ФРАГМЕНТ СТРАНИЦЫ
┏━━

Тот мартовский день был солнечным. С самого утра пахло свежестью, оживающими деревьями, весной, талым снегом, еще чем-то очень вкусным, рождающим доброе настроение.

Но на душе доброго настроения не было. Хотя, если взглянуть на ситуацию с позиций чистого факта, отметая всякие эмоции, поводов для тоски и горя не было. Но человек есть человек. Человек – существо уязвимое, поранить его легко. Иногда ничего не стоит поранить. Я же не был исключением из правил.

Накануне, 17 марта, прошло заседание Совета Федерации, обсуждали мою отставку с поста Генерального прокурора России. Голосование ошеломило всех, кто следил за историей отставки, в том числе ошеломило и меня самого (а я все-таки готовился к худшему): 143 человека проголосовали против отставки и только шесть – за.

На следующее утро меня вызвал президент.

Вот теперь я и ехал к нему. В больницу, в так называемую «кремлевку». Утром, едва рассвело, мне позвонил Владимир Дмитриевич Метелкин – генеральный директор нашего медицинского комплекса на реке Истре, мы с ним каждое воскресенье в одной команде режемся футбол, – и сообщил, что ночью по второму каналу TV показали пленку, на которой человек, похожий на Скуратова, занимается амурными делами с проститутками.

Гаденькая это штука, противная, вышибающая злую слезу обиды, – подобные, тщательно срежиссированные, тщательно склеенные пленки. Людям, что занимаются этим, обычно не подают руки.

Звонок Метелкина светлых красок в настроение не добавил, но хорошо, что Владимир Дмитриевич предупредил меня.

И как только те, кто дал пленку в эфир, не понимают, что ее показ – это уголовное дело, за которое можно получить срок и отправиться в места, не столь отдаленные: ведь речь шла не только о банальной диффамации, но и оказании давления на прокурора в связи с расследованием уголовного дела, что является серьезным преступлением против правосудия…

Президент, казалось бы, по главной своей обязанности должен быть гарантом Конституции и законов, свято оберегать их, наказывать тех, кто преступает их, но, увы, этим гарантом президент наш оказался лишь на словах… К этому времени я уже понимал, что ни в 1993 году, когда танки в упор расстреляли здание парламента, он уже не был гарантом, ни когда отправлял ребят на бойню в Чечню, не был гарантом, ни в событиях весны 1996 года, когда он чуть было не разогнал Государственную Думу, – об этом я еще расскажу, – также не был гарантом. Не был он гарантом и в случае с незаконно уволенным генералом Коржаковым – начальником охраны, и в случае со мной. В основе всей его деятельности лежало, к сожалению, одно пренебрежение к закону, замешанное на осознании вседозволенности – ему, как царю, можно все. Правда, и прокуратура не проявила в этом вопросе достаточной принципиальности. А как он тасовал в последнее время премьеров и правительства?

┗━━

ЗАПИСИ
┏━━

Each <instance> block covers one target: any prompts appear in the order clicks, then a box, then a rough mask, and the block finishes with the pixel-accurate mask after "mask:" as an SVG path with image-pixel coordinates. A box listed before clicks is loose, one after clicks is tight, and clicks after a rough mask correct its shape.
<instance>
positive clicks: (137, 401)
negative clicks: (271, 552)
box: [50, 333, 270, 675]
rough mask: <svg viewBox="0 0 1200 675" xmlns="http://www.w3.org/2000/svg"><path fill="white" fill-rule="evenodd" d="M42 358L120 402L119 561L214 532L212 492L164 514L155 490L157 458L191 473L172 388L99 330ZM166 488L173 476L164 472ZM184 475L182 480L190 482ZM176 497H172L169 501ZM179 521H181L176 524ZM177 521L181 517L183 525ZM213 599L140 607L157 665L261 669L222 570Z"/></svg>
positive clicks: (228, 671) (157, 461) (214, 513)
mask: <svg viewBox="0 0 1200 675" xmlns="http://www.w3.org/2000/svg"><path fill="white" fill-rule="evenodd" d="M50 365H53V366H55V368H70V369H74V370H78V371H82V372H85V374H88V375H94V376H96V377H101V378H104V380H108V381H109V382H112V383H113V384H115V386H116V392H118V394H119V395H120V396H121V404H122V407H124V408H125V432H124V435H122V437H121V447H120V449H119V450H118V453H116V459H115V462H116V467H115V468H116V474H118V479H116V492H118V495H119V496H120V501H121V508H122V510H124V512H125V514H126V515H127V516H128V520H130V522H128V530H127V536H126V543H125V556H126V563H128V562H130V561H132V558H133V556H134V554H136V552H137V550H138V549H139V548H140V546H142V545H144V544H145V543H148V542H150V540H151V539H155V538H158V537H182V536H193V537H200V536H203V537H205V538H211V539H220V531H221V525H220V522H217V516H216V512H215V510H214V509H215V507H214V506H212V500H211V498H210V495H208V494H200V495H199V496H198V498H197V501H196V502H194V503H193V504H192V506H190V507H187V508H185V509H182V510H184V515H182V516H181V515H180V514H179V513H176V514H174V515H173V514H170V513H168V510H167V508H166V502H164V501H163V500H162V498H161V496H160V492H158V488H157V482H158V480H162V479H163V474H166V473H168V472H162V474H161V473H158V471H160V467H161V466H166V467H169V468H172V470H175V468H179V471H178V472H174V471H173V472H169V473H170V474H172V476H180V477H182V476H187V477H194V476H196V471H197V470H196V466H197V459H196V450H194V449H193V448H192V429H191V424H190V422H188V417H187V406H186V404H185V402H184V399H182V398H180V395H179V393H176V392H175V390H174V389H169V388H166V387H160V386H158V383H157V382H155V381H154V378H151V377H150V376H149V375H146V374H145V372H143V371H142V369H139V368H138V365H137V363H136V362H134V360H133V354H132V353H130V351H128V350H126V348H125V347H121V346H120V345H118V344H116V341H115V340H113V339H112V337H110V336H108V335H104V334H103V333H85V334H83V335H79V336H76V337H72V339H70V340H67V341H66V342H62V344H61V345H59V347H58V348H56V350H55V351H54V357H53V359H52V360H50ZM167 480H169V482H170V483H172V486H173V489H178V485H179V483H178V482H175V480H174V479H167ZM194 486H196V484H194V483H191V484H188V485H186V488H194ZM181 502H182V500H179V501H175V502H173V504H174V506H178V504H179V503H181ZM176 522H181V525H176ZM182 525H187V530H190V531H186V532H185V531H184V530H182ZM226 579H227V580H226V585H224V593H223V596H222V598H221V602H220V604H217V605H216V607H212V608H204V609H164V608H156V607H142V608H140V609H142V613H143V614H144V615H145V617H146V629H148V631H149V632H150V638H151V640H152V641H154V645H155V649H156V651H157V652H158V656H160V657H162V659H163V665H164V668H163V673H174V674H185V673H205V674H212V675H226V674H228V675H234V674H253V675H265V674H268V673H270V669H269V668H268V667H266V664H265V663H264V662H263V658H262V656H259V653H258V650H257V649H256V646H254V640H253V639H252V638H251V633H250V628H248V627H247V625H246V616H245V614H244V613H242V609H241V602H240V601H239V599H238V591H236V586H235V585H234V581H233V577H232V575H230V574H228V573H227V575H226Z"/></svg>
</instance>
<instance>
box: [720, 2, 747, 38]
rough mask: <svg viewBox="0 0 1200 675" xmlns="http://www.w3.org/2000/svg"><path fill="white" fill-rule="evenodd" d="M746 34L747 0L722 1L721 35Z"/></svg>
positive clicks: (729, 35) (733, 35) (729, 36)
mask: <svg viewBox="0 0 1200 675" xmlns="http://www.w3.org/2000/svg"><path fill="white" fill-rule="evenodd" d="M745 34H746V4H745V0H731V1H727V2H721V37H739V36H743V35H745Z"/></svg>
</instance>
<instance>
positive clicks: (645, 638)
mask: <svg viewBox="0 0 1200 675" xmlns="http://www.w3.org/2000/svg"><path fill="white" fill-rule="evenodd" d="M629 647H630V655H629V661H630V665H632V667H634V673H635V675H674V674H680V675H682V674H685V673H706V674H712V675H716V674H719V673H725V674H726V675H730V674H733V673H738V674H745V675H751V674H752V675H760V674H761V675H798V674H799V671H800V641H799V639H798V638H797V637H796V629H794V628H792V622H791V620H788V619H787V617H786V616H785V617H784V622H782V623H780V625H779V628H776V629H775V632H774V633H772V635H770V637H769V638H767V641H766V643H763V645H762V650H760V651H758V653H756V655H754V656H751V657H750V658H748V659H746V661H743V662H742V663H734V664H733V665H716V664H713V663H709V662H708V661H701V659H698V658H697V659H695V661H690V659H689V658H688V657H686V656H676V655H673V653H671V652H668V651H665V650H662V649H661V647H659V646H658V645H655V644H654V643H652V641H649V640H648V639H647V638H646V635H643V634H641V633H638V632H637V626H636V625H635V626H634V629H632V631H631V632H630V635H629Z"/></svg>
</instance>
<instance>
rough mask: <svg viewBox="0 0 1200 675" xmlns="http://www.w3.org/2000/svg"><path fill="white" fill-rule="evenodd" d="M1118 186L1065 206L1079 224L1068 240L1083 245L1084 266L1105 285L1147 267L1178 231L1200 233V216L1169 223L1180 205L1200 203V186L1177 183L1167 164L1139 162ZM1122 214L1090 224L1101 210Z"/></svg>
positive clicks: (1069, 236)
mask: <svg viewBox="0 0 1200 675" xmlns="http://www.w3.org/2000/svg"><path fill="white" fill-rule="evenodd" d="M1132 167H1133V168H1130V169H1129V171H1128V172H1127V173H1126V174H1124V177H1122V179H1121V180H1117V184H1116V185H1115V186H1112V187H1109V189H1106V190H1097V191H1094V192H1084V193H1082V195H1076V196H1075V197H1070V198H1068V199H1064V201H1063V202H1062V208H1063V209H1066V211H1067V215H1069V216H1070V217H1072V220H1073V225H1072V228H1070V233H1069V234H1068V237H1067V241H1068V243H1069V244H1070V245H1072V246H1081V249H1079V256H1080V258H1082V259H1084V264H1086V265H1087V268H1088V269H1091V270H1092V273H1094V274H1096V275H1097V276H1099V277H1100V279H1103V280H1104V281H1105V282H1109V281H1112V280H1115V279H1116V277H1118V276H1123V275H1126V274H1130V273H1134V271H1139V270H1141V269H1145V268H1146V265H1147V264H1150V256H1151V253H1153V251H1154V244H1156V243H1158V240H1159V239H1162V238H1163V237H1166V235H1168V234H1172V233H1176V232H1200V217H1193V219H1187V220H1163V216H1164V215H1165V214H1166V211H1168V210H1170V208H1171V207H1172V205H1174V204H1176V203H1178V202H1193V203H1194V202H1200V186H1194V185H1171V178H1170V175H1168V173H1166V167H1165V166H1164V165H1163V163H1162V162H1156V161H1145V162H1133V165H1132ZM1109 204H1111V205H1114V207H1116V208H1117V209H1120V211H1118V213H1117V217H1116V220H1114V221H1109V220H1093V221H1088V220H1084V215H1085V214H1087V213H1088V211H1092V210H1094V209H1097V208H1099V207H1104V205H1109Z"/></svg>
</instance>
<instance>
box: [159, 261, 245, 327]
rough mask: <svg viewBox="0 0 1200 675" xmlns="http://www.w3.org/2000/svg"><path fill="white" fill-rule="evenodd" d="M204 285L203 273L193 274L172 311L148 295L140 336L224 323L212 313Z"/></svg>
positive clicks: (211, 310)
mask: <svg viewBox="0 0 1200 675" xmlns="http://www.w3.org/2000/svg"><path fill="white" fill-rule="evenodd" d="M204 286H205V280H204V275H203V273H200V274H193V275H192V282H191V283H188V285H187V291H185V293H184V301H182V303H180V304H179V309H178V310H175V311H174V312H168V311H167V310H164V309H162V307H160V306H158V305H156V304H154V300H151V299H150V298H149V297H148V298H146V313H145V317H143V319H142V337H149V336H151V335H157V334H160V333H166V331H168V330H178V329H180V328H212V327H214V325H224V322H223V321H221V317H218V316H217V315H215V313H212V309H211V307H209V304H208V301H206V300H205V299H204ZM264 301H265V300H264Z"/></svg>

┗━━
┏━━

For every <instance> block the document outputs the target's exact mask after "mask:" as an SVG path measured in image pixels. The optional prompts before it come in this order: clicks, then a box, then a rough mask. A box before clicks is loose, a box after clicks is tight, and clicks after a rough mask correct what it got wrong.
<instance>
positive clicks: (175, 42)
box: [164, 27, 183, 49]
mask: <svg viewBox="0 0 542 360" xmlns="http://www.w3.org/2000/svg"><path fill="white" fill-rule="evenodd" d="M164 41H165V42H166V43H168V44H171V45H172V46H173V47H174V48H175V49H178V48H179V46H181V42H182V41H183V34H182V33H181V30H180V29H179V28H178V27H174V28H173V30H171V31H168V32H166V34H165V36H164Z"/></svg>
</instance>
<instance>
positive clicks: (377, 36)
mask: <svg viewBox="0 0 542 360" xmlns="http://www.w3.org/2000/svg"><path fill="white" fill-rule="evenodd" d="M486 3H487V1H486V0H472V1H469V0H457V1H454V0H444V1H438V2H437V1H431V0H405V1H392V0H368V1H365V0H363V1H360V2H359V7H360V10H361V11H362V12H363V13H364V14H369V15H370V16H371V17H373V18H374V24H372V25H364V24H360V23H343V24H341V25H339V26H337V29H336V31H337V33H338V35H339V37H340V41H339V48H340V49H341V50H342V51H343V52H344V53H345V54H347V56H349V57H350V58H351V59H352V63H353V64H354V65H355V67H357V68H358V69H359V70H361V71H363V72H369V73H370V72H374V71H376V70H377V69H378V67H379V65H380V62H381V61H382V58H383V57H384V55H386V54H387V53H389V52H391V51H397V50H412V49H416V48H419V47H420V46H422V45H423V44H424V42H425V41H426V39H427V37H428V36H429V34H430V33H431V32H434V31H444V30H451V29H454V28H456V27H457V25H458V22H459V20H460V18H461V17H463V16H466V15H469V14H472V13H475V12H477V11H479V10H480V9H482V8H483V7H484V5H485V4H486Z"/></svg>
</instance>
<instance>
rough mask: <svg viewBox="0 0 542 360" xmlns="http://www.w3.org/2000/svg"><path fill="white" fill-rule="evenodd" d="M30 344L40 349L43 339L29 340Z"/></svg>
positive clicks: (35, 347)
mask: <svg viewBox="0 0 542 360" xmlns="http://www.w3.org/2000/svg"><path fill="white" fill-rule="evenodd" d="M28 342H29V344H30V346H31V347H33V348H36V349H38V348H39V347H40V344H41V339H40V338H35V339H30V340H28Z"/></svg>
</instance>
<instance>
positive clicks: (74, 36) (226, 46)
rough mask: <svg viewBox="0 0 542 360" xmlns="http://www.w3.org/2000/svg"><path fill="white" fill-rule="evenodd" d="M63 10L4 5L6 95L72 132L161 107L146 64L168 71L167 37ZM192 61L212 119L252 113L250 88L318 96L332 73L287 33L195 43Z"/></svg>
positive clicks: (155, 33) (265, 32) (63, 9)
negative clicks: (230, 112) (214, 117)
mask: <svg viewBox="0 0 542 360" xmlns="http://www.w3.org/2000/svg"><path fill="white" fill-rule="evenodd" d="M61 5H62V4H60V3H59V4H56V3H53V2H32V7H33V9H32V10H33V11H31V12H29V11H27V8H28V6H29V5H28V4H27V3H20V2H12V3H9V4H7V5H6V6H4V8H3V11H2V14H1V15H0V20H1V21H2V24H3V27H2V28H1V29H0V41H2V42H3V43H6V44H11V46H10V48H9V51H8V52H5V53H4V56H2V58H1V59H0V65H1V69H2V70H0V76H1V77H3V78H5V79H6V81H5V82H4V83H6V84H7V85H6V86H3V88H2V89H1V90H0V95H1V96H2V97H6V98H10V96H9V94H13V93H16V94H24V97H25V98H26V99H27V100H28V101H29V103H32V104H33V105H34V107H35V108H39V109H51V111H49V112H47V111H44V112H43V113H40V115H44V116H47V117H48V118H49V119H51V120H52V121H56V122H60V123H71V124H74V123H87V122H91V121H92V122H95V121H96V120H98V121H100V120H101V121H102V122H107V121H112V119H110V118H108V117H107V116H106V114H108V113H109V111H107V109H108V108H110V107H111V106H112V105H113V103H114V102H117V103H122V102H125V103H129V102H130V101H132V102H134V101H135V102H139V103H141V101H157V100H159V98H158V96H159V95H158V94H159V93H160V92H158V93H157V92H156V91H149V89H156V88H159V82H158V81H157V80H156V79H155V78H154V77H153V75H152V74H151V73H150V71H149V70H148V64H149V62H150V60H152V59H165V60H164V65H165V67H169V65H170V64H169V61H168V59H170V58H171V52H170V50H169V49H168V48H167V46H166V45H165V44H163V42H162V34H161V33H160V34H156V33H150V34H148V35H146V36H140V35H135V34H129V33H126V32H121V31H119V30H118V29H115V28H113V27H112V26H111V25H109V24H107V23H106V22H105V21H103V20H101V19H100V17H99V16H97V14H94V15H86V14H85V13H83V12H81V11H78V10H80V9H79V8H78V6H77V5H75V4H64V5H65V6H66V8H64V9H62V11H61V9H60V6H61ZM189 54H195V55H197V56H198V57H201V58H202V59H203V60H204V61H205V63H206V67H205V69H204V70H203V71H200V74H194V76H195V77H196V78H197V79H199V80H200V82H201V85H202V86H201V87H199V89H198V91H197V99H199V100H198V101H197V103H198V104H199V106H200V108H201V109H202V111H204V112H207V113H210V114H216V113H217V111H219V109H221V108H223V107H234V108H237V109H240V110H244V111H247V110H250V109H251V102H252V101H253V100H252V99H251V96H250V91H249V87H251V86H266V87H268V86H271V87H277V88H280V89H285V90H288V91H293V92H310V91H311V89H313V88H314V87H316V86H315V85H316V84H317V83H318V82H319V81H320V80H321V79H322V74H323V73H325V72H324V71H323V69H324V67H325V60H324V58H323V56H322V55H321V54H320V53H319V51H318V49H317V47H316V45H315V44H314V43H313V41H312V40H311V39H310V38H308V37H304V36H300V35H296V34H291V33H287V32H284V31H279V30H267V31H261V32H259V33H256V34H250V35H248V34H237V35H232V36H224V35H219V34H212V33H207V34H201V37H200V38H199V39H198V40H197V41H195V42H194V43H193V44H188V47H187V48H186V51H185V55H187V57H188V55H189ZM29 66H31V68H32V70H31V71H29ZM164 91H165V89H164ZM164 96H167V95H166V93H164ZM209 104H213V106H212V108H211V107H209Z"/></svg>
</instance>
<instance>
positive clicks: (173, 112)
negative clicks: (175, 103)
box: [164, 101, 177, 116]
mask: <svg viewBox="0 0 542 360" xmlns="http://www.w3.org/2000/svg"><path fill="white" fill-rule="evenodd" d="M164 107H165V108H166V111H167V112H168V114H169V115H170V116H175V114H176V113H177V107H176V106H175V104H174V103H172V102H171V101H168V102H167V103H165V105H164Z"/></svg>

┗━━

ЗАДАНИЕ A
Определите, соответствуют ли фрагменту страницы выше следующие утверждения: (i) заседание Совета Федерации прошло 17 марта; (ii) за отставку проголосовали 143 человека; (iii) о показе пленки по телефону сообщил Владимир Дмитриевич Метелкин. Для каждого утверждения ответьте «да» или «нет» и приведите решающие слова фрагмента дословно.
ЗАДАНИЕ B
Повторите дословно часть фрагмента страницы от слов «Вот теперь я» до слов «делами с проститутками.».

ОТВЕТ A
(i) Да: «Накануне, 17 марта, прошло заседание Совета Федерации».
(ii) Нет: «143 человека проголосовали против отставки и только шесть – за».
(iii) Да: «мне позвонил Владимир Дмитриевич Метелкин».

ОТВЕТ B
Вот теперь я и ехал к нему. В больницу, в так называемую «кремлевку». Утром, едва рассвело, мне позвонил Владимир Дмитриевич Метелкин – генеральный директор нашего медицинского комплекса на реке Истре, мы с ним каждое воскресенье в одной команде режемся футбол, – и сообщил, что ночью по второму каналу TV показали пленку, на которой человек, похожий на Скуратова, занимается амурными делами с проститутками.